- What is synapse?
- Data integration for batch and real time processing using MongoDB Atlas and Synapse.
- Setup MongoDB Atlas cluster.
- Create a Synapse workspace.
- Batch:
- Create Synapse pipeline to load data from Atlas to Blob storage.
- Read Table data in Avro format.
- Integrate/enrich the data using Apache spark (Databricks).
- Sink - MongoDB atlas, Synapse SQL datawarehouse
Azure Synapse is an enterprise analytics service that accelerates time to insight across data warehouses and big data systems. Azure Synapse brings together the best of SQL technologies used in enterprise data warehousing, Spark technologies used for big data, Data Explorer for log and time series analytics, Pipelines for data integration and ETL/ELT, and deep integration with other Azure services such as Power BI, CosmosDB, and AzureML.
-
Log-on to your Atlas account and Navigate to your project.
-
Create a cluster if you don't have one. This demo will also work with a free tier cluster. (To use a dedicated cluster, Use GETATLAS promo code to get the free credits).
-
Create a new user by navigating to Database Access -> Add user and add the admin role to the user.
-
Create Ip address whitelist for your cluster by navigating to Network access (For the demo purpose you can whitelist 0.0.0.0/0 - Not recommended on production clusters).
-
Create a database named mdb-retails.
-
Navigate to your cluster and click on connect. Choose the Standard connection. Click on Connect to you Application and make note of your connection string i.e. required for running further steps in this demo.
Log-on to your azure portal. Create a resource group by navigating to resource with name of your preference.
Create a Synapse Workspace to create your pipelines That will read the data from Atlas using Atlas source connector and store the data to Azure blob storage/ SQL.
To create resources in your resource group, Click on Create button as shown below.
Search for Azure synapse analytics and click on Azure synapse analytics as shown below.
Create Azure Synapse Analytics workspace. Fill out the required fields and click on Review+Create
Create a storage account. It will be used for storing the data as a sink on azure.
Post creation of Synapse workspace. Click on the Open Synapse Studio
Click on Integrate from side pane and click on + to create a new pipeline.
To load batch and microbatch data from Mongodb Atlas to your Azure synapse analyics, Click on Move & transform in Activities and drag and drop the Copy data.
Add name, description, retry interval as per the requirement in the General tab of the pipeline component.
Select the Source tab and click on New select new Integration dataset as shown below. Click on continue.
Provide the name and under linked service click on +New.
Provide a name to your Mongodb Atlas linked service and From Atlas paste the connection string. Also provide the database name from where you want to import the data from. Click on Create.
Once the new source is ready, Provide the name of your collection you want to collect the data from. Back on your Pipeline stage, Select MongoDB Source dataset you have just created.

WHAT TO WORK ON.
1: In the guide, what name is the database created in Atlas given?
2: Quote the part of the listing that opens with the line containing "Practice step: locate the forest" and closes with the line containing "Practice step: locate the fog", leaving out any pictures.
The guide and the listing are unrelated.

DATA LISTING.
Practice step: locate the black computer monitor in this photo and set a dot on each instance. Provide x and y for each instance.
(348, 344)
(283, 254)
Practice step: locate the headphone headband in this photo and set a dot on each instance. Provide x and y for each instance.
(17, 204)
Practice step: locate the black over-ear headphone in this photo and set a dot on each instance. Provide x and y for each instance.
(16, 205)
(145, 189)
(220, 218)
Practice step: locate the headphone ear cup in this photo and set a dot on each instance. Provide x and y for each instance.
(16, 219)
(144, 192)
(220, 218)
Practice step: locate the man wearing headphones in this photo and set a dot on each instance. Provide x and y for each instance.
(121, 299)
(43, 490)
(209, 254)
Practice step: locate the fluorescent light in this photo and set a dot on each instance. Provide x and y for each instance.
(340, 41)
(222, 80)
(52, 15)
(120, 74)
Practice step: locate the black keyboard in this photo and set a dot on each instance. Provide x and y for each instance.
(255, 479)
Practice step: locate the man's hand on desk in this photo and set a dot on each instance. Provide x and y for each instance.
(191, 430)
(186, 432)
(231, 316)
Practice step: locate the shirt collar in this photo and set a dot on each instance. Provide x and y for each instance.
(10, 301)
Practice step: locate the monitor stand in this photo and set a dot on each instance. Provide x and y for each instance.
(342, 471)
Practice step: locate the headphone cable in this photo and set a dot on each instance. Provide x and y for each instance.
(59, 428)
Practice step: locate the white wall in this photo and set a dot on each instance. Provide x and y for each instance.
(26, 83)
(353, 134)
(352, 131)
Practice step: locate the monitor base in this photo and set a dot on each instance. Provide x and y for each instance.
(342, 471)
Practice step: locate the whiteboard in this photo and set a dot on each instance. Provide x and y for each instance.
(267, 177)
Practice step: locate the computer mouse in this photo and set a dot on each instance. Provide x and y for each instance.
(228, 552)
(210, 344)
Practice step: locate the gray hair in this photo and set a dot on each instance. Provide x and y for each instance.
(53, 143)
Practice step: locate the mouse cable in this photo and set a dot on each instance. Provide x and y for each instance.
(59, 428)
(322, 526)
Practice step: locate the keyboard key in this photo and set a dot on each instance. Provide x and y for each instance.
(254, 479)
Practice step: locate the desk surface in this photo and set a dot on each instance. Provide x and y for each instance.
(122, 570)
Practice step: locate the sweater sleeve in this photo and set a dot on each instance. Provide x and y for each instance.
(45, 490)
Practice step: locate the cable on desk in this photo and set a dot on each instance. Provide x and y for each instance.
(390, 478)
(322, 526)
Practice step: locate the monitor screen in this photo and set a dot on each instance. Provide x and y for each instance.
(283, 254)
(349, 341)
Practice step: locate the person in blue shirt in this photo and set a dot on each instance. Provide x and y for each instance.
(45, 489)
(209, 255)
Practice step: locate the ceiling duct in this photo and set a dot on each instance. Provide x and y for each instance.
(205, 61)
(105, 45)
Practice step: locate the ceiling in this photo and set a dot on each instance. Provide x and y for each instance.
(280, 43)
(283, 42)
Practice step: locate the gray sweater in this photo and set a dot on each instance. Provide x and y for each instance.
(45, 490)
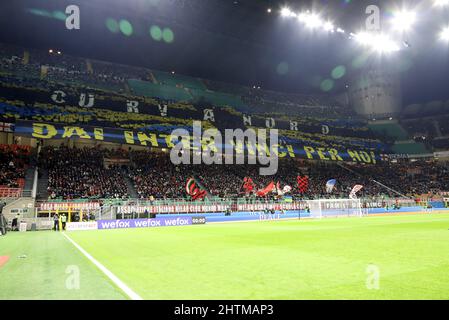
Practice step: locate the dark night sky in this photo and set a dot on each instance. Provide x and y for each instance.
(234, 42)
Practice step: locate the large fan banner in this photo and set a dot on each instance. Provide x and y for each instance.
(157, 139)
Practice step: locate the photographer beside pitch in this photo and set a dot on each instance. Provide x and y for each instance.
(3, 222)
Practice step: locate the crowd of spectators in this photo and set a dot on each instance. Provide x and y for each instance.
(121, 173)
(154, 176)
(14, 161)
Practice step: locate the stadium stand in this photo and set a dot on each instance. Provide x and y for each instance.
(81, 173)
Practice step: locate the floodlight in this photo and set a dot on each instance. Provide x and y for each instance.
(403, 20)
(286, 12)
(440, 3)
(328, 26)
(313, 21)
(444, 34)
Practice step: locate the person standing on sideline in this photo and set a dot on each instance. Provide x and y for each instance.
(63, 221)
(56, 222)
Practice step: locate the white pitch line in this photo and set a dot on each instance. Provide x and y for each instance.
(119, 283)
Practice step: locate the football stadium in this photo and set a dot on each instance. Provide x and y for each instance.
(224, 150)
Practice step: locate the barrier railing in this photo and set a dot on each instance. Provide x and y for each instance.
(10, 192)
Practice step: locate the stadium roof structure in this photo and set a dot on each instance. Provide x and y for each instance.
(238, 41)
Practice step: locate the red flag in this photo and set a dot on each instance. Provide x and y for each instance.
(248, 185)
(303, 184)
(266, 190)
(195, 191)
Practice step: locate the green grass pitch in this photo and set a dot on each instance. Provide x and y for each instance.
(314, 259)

---

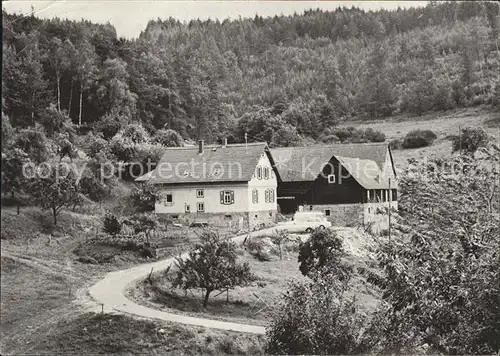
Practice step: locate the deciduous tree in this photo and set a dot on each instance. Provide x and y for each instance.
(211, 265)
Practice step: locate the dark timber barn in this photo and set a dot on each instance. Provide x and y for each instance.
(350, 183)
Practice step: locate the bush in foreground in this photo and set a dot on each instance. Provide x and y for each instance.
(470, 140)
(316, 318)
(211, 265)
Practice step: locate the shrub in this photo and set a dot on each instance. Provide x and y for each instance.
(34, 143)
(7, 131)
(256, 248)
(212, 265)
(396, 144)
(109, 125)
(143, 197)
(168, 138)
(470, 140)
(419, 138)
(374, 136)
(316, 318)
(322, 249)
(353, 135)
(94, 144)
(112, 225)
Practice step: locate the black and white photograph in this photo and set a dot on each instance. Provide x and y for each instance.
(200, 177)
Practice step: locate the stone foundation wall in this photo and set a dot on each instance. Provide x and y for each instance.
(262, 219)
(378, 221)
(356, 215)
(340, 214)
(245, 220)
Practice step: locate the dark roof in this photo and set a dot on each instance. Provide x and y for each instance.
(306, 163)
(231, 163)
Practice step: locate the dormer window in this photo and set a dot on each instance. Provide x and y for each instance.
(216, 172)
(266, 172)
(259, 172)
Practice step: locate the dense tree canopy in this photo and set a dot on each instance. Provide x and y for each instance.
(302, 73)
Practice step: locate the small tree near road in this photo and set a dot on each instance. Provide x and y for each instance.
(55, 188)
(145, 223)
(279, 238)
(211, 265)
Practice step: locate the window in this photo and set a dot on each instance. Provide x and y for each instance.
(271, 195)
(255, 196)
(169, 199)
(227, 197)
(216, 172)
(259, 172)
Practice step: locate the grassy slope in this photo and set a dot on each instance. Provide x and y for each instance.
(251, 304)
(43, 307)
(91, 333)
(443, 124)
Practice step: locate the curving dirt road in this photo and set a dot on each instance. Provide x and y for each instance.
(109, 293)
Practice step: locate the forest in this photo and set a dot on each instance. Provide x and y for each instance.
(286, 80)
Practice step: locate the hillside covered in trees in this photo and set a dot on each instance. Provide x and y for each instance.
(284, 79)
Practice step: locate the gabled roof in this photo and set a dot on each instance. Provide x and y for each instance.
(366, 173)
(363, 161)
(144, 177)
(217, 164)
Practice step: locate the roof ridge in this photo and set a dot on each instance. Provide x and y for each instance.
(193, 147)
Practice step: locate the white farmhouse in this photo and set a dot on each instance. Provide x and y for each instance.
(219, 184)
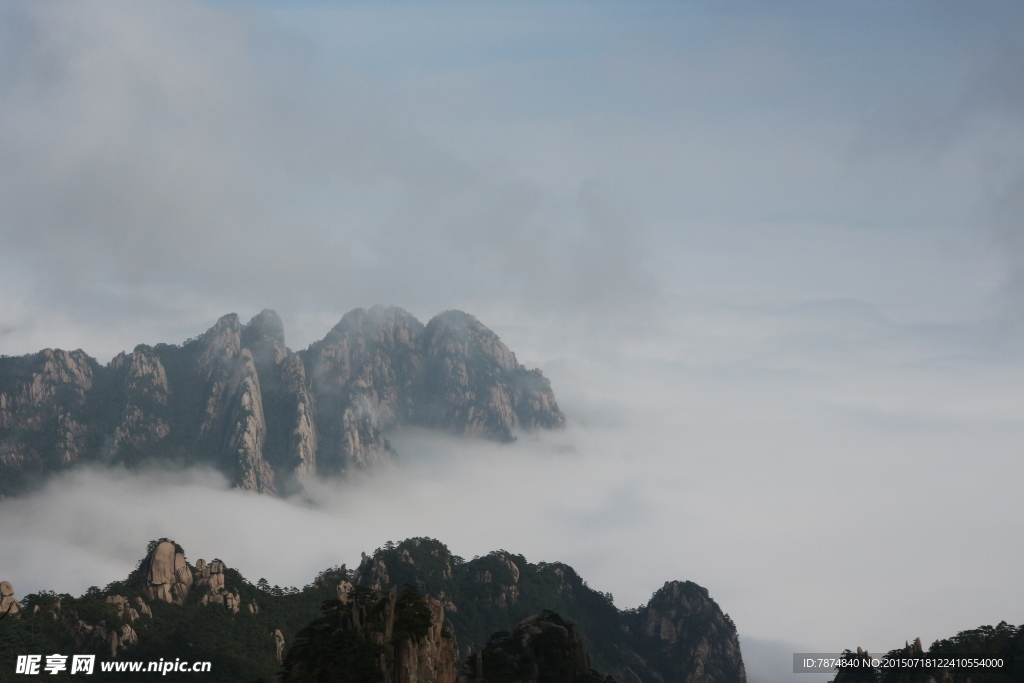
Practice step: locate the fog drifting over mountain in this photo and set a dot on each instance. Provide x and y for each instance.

--

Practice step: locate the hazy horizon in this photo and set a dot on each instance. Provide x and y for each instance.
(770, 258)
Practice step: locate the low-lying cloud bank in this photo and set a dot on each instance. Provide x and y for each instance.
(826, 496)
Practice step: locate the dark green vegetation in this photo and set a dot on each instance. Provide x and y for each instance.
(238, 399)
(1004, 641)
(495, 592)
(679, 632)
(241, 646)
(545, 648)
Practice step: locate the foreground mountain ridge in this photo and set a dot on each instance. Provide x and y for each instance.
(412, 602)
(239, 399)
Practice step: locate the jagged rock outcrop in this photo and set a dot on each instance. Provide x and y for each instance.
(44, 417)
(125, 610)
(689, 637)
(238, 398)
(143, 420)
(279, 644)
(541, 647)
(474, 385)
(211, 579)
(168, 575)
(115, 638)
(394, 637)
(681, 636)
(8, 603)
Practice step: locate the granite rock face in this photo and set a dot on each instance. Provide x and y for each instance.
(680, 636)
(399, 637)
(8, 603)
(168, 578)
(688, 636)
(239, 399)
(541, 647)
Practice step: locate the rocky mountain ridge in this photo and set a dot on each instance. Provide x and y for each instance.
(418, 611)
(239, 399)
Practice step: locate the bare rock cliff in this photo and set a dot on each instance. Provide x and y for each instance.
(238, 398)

ANSWERS.
1: mdb-retails

2:
Practice step: locate the forest in this photo and set a dot on each instance. Provide x and y for each instance.
(286, 80)
Practice step: locate the hillside covered in trees in this photo and set a dot on each instance. Provide x and y for each instance.
(284, 79)
Practice step: locate the gabled roof in this photo and set a dot on each instance. Provide x and y for each instance.
(366, 173)
(363, 161)
(144, 177)
(217, 164)
Practice step: locate the roof ridge in this photo and set a dot on each instance. Provide x and y for each instance.
(193, 147)
Practice step: locate the white farmhouse in this photo and set a dot on each instance. Provide x and y for each instance.
(219, 184)
Practice step: locate the fog drifting over mountain in this photo and set a dot on each instance. Provide x and y for each instance.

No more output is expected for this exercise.